## Short exercise a
According to the essay on science fiction, what did Philip Dick eat?

That old hack isn't the problem. Just another guy resurrecting the decaying
flesh of ideas, plots, and characters dead thirty years now, pumping in a
little '80's topicality (lame sex), and grabbing himself a whole bunch of
money and a chrome rocket. What the hell? You give a guy a license to
steal, you've got to expect him to use it.
But who gave him the license? That's better, more to the point.
First, though, look further. An endless stream of Dune books, leper
books, Riverworld books, 2010-and-counting books, Majipoor books, magic blue
horse books.... help me, Jesus, I can't do it by myself.
It can't be the books. Most are unreadable, some merely boring, and
a few achieve the exalted status of a well-prepared cheeseburger.
SF used to be solely the province of the visionary and/or deranged.
Its writers could count on, at best, a living wage -- along with, of course,
the warm admiration of thousands of the isomorphically visionary/deranged,
for whatever it was worth. This was not a good thing. Philip Dick ate pet
food; others committed suicide, said the hell with it, or lived lives of
constant despair. Name your poison. But the crazed were allowed to flourish
in their own peculiar way, and the results were, now and then, amazing.
So by all means bring SF onto center stage and give it a shot at the
Big Time: New York Times Best Seller Lists, mighty advances, fancy covers,
seven-piece supermarket dump bins.

## Entries
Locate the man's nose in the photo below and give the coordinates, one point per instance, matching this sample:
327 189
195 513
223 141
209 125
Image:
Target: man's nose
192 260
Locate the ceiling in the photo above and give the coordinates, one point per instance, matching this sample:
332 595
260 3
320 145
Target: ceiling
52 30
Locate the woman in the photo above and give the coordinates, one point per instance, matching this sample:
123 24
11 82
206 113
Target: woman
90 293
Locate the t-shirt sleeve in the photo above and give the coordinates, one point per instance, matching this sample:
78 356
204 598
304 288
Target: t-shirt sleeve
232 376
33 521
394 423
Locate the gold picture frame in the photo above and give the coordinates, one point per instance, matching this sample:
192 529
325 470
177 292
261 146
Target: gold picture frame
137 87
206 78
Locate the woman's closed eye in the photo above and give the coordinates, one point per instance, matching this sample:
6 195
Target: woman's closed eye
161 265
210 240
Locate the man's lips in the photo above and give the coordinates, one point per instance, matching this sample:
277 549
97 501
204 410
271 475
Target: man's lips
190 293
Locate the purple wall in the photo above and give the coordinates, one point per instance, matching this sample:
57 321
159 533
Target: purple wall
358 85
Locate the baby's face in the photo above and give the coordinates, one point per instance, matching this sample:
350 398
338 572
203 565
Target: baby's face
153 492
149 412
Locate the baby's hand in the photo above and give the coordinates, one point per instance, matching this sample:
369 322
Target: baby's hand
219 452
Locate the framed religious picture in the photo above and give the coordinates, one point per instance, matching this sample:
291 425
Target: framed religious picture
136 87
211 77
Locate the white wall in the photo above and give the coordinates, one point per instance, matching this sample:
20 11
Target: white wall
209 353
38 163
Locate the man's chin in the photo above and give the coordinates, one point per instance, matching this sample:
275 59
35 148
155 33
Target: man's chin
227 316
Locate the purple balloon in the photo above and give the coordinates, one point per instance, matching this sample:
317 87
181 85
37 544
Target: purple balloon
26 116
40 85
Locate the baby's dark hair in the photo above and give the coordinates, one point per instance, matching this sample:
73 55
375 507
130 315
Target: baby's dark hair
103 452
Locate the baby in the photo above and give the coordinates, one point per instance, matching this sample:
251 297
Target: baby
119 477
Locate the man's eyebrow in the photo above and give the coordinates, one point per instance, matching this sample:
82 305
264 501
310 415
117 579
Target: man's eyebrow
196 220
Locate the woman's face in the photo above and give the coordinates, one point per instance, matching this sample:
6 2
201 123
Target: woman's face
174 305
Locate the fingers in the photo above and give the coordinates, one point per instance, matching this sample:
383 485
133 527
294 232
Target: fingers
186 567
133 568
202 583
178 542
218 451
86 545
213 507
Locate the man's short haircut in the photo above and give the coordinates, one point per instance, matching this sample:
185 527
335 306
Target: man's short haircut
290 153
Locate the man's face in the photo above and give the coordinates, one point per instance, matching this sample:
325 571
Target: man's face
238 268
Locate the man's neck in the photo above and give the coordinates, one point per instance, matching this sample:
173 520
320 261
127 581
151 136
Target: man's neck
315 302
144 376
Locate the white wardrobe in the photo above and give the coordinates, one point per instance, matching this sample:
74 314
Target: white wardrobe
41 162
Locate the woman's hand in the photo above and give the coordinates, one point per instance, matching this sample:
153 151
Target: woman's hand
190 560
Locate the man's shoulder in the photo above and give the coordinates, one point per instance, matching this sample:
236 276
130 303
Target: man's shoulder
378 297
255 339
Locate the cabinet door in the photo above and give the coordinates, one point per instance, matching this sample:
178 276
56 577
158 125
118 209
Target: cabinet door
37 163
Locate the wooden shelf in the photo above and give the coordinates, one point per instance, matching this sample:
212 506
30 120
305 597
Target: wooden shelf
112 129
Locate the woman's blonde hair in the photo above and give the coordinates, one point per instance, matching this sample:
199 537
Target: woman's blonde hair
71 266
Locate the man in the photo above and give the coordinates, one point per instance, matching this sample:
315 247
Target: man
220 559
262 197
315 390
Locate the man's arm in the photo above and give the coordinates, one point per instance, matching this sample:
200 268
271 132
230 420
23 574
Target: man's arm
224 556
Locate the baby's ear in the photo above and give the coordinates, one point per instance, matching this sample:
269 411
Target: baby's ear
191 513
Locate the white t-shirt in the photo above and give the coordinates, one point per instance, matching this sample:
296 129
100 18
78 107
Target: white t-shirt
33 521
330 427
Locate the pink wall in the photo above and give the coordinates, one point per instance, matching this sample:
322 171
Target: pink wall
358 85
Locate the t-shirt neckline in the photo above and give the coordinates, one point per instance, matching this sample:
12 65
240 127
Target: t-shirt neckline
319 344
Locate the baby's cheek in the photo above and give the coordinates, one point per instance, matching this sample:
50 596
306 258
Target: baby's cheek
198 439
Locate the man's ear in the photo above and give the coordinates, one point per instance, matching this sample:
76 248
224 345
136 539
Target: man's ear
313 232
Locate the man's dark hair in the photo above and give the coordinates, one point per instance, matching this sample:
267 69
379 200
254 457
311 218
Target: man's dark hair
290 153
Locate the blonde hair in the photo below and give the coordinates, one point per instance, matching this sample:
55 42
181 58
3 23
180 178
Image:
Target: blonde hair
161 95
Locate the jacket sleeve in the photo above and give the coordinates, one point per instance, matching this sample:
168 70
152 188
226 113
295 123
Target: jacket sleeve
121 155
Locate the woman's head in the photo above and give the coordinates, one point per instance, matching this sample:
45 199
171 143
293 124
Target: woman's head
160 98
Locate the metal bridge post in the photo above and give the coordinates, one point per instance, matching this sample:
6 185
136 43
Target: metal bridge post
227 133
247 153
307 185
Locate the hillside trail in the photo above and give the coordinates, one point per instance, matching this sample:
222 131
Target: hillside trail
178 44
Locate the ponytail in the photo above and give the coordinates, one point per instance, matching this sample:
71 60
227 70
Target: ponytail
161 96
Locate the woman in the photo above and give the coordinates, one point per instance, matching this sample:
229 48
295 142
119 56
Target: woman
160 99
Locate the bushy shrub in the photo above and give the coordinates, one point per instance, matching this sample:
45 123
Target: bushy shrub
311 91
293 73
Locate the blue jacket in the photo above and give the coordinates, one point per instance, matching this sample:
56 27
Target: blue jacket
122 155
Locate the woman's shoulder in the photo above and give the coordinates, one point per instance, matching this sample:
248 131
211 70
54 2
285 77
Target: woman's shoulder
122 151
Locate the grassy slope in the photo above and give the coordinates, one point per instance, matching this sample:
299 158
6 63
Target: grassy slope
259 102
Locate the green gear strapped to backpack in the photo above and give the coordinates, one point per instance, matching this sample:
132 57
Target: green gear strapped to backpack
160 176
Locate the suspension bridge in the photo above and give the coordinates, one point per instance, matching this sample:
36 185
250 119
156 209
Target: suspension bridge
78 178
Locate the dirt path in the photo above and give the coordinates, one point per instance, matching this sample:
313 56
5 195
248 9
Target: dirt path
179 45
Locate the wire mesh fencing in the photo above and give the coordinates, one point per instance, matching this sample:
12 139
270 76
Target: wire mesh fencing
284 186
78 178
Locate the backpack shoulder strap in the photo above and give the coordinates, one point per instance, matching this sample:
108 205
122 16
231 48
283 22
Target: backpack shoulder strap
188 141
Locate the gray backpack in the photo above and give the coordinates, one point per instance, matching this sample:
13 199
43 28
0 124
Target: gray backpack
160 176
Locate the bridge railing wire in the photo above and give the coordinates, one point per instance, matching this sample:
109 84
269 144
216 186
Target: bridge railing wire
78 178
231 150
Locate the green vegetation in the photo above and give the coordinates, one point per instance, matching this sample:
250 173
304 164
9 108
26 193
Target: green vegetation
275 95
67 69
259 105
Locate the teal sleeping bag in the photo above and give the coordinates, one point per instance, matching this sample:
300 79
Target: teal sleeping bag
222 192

## Short exercise b
Arrange the rows, from the line with "Locate the green vegetation" through the last line of the rows, as a Markdown table with the columns No. and Line. Number each line and skip blank lines.

## Response a
Pet food.

## Response b
| No. | Line |
|---|---|
| 1 | Locate the green vegetation in the photo above and give the coordinates, one point per instance, matching this sample: |
| 2 | 250 173 |
| 3 | 304 164 |
| 4 | 9 108 |
| 5 | 26 193 |
| 6 | Target: green vegetation |
| 7 | 275 95 |
| 8 | 67 69 |
| 9 | 259 105 |
| 10 | Locate the teal sleeping bag in the photo above and give the coordinates, one point per instance, matching this sample: |
| 11 | 300 79 |
| 12 | Target: teal sleeping bag |
| 13 | 222 192 |